» **EXERCISE**
Could you output exactly the lines from the one containing "If you would be willing to indicate the city" through the end of the records below, and nothing more?

[Stored data]
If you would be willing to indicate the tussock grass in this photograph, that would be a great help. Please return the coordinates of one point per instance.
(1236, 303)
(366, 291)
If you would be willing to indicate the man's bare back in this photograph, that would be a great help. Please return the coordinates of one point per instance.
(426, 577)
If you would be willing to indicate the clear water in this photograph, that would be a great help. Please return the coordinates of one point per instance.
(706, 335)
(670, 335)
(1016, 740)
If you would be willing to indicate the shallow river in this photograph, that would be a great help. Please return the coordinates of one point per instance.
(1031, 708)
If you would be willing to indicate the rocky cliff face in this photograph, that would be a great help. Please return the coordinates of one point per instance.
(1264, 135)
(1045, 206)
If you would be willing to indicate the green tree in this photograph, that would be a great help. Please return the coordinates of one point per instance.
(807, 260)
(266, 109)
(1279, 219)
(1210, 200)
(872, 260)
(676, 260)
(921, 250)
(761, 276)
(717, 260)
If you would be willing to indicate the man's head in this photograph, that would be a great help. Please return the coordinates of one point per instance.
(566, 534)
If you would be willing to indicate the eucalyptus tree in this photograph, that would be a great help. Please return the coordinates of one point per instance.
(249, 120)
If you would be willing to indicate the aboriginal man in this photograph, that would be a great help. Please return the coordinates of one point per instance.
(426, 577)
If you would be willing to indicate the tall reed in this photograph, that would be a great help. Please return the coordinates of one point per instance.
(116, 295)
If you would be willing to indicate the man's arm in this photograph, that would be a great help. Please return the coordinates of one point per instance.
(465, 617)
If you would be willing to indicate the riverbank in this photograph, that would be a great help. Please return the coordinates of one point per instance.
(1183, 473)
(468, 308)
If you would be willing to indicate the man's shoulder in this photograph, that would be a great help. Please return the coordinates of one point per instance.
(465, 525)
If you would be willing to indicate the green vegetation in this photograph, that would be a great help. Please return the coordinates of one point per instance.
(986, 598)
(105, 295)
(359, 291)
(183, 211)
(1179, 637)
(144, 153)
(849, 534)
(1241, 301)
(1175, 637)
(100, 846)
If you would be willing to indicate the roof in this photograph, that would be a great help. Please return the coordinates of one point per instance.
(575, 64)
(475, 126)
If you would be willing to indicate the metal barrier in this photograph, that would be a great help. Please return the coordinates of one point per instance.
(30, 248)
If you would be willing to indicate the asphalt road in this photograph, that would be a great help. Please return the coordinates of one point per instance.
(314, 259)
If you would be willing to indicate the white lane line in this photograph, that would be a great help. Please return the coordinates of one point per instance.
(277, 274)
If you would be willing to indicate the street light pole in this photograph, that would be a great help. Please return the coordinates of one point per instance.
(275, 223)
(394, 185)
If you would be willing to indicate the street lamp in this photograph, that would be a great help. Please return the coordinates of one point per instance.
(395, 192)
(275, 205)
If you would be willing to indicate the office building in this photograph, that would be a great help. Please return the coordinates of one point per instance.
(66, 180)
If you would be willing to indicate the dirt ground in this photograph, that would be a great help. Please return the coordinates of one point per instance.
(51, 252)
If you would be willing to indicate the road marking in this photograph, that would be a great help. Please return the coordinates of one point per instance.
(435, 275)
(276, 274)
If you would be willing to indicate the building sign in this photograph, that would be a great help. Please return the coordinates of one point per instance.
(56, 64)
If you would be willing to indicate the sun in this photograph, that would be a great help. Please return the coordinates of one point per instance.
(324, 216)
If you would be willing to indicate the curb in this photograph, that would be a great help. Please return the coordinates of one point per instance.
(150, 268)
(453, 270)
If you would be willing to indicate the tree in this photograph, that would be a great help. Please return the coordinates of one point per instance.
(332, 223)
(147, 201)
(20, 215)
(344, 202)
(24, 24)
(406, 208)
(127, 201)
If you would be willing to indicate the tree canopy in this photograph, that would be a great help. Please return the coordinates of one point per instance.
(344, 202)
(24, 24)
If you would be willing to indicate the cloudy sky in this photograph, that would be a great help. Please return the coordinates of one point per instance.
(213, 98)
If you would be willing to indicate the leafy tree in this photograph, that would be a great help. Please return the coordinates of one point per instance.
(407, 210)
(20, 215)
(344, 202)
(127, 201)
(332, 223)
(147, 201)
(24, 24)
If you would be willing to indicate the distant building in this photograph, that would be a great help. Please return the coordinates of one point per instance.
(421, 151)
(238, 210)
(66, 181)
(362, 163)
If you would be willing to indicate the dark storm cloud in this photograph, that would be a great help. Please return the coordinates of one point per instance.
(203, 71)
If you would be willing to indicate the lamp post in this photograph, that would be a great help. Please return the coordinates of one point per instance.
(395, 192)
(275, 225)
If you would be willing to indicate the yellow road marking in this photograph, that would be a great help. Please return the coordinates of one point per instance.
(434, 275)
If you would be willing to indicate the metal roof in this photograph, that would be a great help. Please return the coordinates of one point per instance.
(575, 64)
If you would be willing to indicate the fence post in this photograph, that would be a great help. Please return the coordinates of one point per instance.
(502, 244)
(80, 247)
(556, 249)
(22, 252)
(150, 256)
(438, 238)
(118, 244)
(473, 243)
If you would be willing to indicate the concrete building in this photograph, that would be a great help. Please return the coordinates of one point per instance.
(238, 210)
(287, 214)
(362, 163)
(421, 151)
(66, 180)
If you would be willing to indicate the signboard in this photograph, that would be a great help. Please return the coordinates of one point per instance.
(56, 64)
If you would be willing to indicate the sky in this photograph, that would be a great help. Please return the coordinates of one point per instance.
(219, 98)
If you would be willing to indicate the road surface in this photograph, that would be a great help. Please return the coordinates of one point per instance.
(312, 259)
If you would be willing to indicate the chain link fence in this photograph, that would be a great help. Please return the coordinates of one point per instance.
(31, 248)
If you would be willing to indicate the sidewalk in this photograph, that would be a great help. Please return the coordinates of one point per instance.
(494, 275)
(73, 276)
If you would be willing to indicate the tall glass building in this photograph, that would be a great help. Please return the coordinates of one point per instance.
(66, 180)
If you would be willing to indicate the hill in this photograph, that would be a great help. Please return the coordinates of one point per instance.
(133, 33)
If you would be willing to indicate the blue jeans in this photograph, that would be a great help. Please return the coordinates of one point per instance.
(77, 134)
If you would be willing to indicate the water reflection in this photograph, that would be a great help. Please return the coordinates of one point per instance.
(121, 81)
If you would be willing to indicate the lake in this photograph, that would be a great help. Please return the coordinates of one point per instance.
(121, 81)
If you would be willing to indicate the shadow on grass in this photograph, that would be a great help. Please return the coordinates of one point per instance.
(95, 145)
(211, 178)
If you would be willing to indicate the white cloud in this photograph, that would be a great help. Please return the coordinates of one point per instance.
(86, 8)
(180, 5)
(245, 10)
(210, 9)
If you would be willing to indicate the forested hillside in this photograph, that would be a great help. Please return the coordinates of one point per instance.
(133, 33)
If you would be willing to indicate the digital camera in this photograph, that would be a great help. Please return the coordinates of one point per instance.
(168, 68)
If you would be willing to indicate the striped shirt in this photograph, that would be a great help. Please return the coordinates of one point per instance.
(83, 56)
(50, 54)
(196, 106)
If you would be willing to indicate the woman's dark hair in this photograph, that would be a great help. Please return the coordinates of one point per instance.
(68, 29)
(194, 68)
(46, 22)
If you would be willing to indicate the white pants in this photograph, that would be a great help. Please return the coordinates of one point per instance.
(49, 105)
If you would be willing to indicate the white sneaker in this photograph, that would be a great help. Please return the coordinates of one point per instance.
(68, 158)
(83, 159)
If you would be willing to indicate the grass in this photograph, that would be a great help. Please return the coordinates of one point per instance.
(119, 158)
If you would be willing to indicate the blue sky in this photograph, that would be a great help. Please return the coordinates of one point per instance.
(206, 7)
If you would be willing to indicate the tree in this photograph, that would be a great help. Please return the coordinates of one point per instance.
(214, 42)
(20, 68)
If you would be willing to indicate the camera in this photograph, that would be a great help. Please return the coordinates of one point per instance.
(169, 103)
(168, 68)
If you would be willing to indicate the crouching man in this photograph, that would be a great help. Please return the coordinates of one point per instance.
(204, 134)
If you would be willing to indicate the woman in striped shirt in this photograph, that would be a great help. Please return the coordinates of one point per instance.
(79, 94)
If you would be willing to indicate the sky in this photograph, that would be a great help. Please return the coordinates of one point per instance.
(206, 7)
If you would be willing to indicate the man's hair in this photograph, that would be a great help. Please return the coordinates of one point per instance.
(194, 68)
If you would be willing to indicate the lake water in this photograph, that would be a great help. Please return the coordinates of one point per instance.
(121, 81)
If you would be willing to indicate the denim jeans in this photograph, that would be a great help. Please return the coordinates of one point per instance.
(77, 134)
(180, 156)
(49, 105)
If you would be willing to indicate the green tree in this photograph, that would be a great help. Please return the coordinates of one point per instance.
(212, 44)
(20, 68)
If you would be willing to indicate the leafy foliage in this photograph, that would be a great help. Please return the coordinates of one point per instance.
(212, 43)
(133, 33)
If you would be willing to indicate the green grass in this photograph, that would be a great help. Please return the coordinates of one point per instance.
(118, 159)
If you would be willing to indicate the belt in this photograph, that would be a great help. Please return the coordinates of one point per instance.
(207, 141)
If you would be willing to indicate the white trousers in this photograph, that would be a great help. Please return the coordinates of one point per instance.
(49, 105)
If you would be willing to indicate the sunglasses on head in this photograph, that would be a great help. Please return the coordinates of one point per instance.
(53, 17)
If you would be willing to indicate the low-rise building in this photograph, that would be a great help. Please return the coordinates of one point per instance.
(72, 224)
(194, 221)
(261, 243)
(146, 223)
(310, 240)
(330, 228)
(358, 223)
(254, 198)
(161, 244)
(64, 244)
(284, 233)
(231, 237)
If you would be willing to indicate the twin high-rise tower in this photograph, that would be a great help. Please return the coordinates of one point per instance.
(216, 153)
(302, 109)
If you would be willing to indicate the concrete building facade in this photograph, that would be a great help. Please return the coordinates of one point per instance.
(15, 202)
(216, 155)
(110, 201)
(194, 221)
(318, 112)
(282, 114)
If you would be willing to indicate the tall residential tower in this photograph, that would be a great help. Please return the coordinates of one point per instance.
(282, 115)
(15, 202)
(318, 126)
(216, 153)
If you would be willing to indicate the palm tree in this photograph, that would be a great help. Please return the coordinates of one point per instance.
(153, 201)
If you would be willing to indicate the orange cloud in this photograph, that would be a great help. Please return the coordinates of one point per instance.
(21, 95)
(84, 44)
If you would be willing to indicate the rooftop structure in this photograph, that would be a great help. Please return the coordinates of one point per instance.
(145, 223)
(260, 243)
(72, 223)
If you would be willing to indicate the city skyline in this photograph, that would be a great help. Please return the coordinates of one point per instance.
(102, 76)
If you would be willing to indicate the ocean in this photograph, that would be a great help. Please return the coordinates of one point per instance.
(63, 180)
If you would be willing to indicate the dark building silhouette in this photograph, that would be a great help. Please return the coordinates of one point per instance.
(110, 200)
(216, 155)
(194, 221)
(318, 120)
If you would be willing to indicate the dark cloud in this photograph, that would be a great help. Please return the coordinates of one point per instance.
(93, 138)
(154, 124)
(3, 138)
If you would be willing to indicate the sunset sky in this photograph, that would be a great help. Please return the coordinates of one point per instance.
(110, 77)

» **EXERCISE ANSWER**
If you would be willing to indicate the city skyline in this photograph, that would be a great help. Please return the coordinates of one point per instance.
(102, 76)
If you would be willing to indicate the ocean in this photograph, that would be a great help. Please return the coordinates of one point per instance.
(63, 180)
If you would be willing to indicate the dark building silhouette in this photograph, that would be a great help. Please return the coordinates of one point per instance.
(110, 200)
(216, 155)
(194, 221)
(318, 120)
If you would be willing to indicate the dark cloud in this photograph, that would be a great help. Please return the coordinates of one point per instance.
(93, 138)
(154, 124)
(3, 138)
If you would be willing to indicate the sunset sky in this photograph, that would be a great help. Please return the coordinates of one point per instance.
(110, 77)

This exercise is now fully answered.